=== Extrait retenu ===

La Francophonie, a-t-elle toute sa place dans la géopolitique française ?

Par Gérard Vespierre*
La francophonie s’inscrit dans l’action extérieure de la France. Elle s’est concrétisée, et structurée, avec la création de l’Organisation internationale de la Francophonie (OIF) en 1970. Elle est la seule organisation au monde, orientée vers le rayonnement d’une langue et d’une culture, et regroupant autant d’États. Elle est née de l’évolution de la situation géopolitique de la France après la période de décolonisation. Elle s’exprime dans de nombreux domaines culturels, la communication, et naturellement l’enseignement. Mais ne pourrait-elle pas s’impliquer dans d’autres domaines, grandir encore, et s’épanouir davantage ?
À titre indicatif, deux prérequis sont nécessaires pour obtenir le statut le moins contraignant, à l’OIF celui d’observateur : « se fonder sur une volonté de favoriser le développement de l‘usage du français, quel que soit son usage effectif au moment de la demande » et « un intérêt réel pour les valeurs défendues par la Francophonie, et ses programmes ». S’il se pose la question de la solidité d’une communauté francophone, sur ces bases, ils permettent néanmoins d’ouvrir la porte de l’Organisation à des pays reconnaissant la qualité de l’apport de la France à la communauté mondiale à travers sa culture, ses valeurs et apports juridiques, accroissant ainsi le rayonnement de l’Organisation, et de la Francophonie.
Un incontestable potentiel
En 2025, on estime qu’il y a environ 348 millions de francophones dans le monde. Ce chiffre inclut les personnes qui parlent le français comme langue maternelle, seconde langue ou langue étrangère.
Le français est langue officielle ou co-officielle dans 29 pays souverains à travers le monde. Si l’on inclut également certains territoires non souverains (comme le Québec au Canada ou la Wallonie en Belgique), ce nombre peut s’élever à environ 47 entités où le français a un statut officiel.
Le Français est la 5ème langue des publications sur l’internet. On aurait pu s’attendre à un classement légèrement plus favorable, mais Il faut tenir compte de la relative faiblesse de la population nationale, la France se classant au…. 22ème rang mondial. En 2022, on comptait 144 millions d’apprenants du et en français dans le monde.

=== Données fournies ===

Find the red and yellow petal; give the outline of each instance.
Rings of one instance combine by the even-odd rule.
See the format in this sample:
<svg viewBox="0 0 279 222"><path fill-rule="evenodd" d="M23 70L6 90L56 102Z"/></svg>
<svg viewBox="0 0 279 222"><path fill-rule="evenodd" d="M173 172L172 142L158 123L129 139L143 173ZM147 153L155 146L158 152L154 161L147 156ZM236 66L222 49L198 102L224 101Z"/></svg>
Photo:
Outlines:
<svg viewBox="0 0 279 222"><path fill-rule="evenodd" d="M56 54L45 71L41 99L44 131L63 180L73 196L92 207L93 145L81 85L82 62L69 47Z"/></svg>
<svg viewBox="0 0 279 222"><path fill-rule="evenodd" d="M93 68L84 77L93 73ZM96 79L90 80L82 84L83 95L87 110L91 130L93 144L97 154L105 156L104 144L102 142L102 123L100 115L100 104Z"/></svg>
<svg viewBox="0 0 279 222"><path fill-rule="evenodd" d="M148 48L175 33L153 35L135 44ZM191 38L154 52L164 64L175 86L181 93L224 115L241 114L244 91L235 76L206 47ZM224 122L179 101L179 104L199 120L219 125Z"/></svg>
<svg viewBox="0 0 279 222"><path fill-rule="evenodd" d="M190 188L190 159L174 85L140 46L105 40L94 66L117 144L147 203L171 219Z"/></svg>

===

◆ **Problème posé A**:
D'après l'extrait sur la Francophonie, en quelle année l'Organisation internationale de la Francophonie a-t-elle été créée ?
◆ **Problème posé B**:
Donnez la suite de l'extrait sur la Francophonie, à partir de sa dernière phrase.

◆ **Résultat obtenu A**:
En 1970.

◆ **Résultat obtenu B**:
A travers ces chiffres, on constate la réalité d’un univers linguistique et culturel francophone, dépassant les presque 69 millions de citoyens français. La France est donc totalement fondée d’avoir créé, avec la contribution de pays partenaires, une institution regroupant cette fraternité culturelle. L’OIF est maintenant forte de 88 États et gouvernements, sous les statuts de Membre, Membre associé, et observateur.
Les projections démographiques des prochaines décennies indiquent que la population francophone s’accroîtra de façon significative. Il est pratiquement certain que le chiffre de 600 millions de francophones sera atteint et dépassé au cours du XXIème siècle. Il faut naturellement tenir compte des incertitudes liées au temps long, mais le niveau de telles perspectives imposen de réfléchir dès maintenant aux stratégies à mettre en place.
Les limites et difficultés
À la différence du Commonwealth of Nations, qui lie les anciens « joyaux » de l’Empire britannique à la Grande-Bretagne depuis 1926 (ou 1949 dans sa forme actuelle), la dimension économique n’a jamais été au centre du projet francophone. La France oublie que les dynamiques de ses expansions culturelles vers d’autres continents, résultent en réalité d’une démarche initiale, commerçante. Rendons hommage à la Compagnie des Indes….
A cette limite conceptuelle, s’ajoute les inhérentes difficultés de la vie d’une organisation internationale avec une majeure africaine. L’absence d’une anticipation et d’une évolution de la politique française en Afrique a conduit à des désaccords profonds, alimentés d’ailleurs par des puissances non amicales…
L’année 2025 a vu la sortie de trois pays du Sahel (Mali, Niger, Burkina-Faso) de l’OIF en réaction à leur suspension de l’organisation. Cet épisode a relancé le débat sur tous les aspects les plus flous de l’action de la francophonie : son rôle politique, mais aussi la place que la France devrait y tenir. Mais n’oublions pas que les raisons de ces départs relèvent de situations politiques s’inscrivant plus dans le court et moyen terme que dans le long terme, qui s’appuie sur les incontournables de l’Histoire et de la culture.
Par ailleurs, la France est confrontée à une baisse d’influence dans d’autres parties du monde, au Proche et Moyen-Orient, face à la poussée économique, politique et sécuritaire, anglo-saxonne.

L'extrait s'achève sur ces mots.